BEGIN EXTRACTED DATA

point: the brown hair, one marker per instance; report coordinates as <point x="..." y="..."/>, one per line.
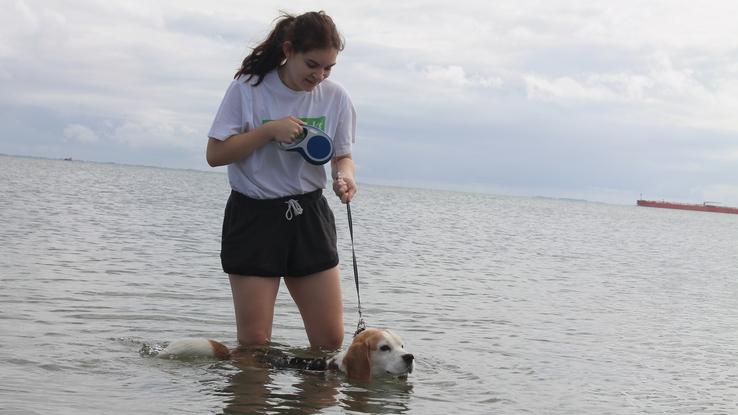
<point x="308" y="31"/>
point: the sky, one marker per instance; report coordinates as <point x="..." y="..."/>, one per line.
<point x="597" y="100"/>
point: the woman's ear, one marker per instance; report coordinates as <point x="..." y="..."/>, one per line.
<point x="287" y="49"/>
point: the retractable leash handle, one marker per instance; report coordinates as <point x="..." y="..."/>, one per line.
<point x="361" y="326"/>
<point x="314" y="145"/>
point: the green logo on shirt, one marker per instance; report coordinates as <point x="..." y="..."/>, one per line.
<point x="318" y="122"/>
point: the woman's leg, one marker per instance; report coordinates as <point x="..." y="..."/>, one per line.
<point x="319" y="299"/>
<point x="253" y="301"/>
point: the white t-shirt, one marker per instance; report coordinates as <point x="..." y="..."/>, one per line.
<point x="270" y="172"/>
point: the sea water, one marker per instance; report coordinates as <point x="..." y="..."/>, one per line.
<point x="510" y="305"/>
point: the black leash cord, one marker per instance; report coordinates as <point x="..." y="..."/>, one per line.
<point x="361" y="326"/>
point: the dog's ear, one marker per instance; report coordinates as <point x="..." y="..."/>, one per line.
<point x="356" y="360"/>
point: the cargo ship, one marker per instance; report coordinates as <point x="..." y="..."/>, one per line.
<point x="704" y="207"/>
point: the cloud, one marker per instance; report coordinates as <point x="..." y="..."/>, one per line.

END EXTRACTED DATA

WHAT TO WORK ON — Output the full listing verbatim, but drop the images.

RESULT BELOW —
point: the brown hair, one marker per instance; report coordinates as <point x="..." y="..."/>, one per line.
<point x="308" y="31"/>
point: the sky, one marker per instance; report coordinates as <point x="..." y="..."/>, one per line.
<point x="597" y="100"/>
point: the woman's ear, one marker per instance; report coordinates as <point x="..." y="..."/>, one per line.
<point x="287" y="49"/>
point: the retractable leash handle, one marker per instance; report coordinates as <point x="..." y="..."/>, one per line.
<point x="361" y="326"/>
<point x="314" y="145"/>
point: the green logo on shirt, one marker per instance; report coordinates as <point x="..." y="..."/>, one per line.
<point x="318" y="122"/>
point: the woman's leg, one marker per instance; report coordinates as <point x="..." y="..."/>, one per line.
<point x="319" y="299"/>
<point x="253" y="301"/>
point: the white t-shirt, one marker per instance; report coordinates as <point x="..." y="..."/>, one per line.
<point x="270" y="172"/>
point: the sea water, one marker per instance; report coordinates as <point x="..." y="..."/>, one per line.
<point x="510" y="305"/>
point: the black leash cord, one marker per instance; report coordinates as <point x="..." y="..."/>, one per line.
<point x="361" y="326"/>
point: the dog's ear, one marker per instance; report coordinates as <point x="..." y="..."/>, one per line.
<point x="356" y="360"/>
point: the cargo ship, one marker per instance; report coordinates as <point x="..." y="..."/>, one per line.
<point x="704" y="207"/>
point: the cloud, one marker per instance; report coordinates as <point x="..." y="..."/>, one per line.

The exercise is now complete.